(边界框标注条目)
# # # # # # #

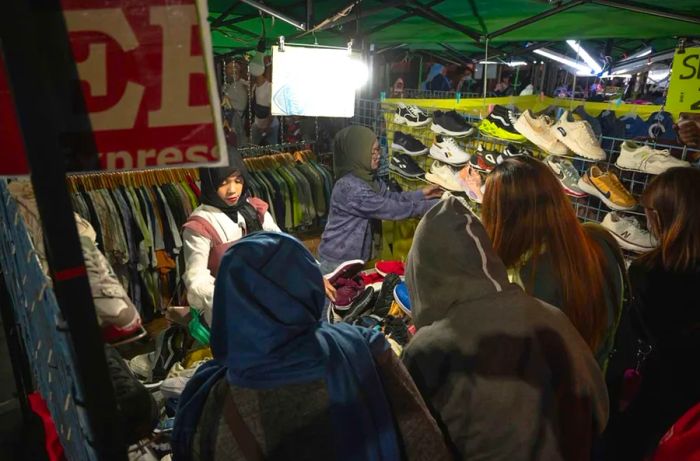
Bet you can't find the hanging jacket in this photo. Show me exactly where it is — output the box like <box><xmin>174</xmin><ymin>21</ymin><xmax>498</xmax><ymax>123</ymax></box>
<box><xmin>403</xmin><ymin>198</ymin><xmax>608</xmax><ymax>461</ymax></box>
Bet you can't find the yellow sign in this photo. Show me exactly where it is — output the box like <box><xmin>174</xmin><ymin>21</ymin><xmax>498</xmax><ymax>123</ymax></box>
<box><xmin>666</xmin><ymin>47</ymin><xmax>700</xmax><ymax>113</ymax></box>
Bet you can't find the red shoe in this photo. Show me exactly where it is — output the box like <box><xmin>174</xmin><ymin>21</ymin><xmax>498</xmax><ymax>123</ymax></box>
<box><xmin>374</xmin><ymin>261</ymin><xmax>406</xmax><ymax>277</ymax></box>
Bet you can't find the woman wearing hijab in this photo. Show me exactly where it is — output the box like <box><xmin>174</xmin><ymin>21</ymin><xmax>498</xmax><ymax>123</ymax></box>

# # # # # # #

* _练习目标_
从上面的材料中摘出含有字符串“yellow”的每一行。匹配时区分大小写。

* _完整答案_
Bet you can't find the yellow sign in this photo. Show me exactly where it is — output the box like <box><xmin>174</xmin><ymin>21</ymin><xmax>498</xmax><ymax>123</ymax></box>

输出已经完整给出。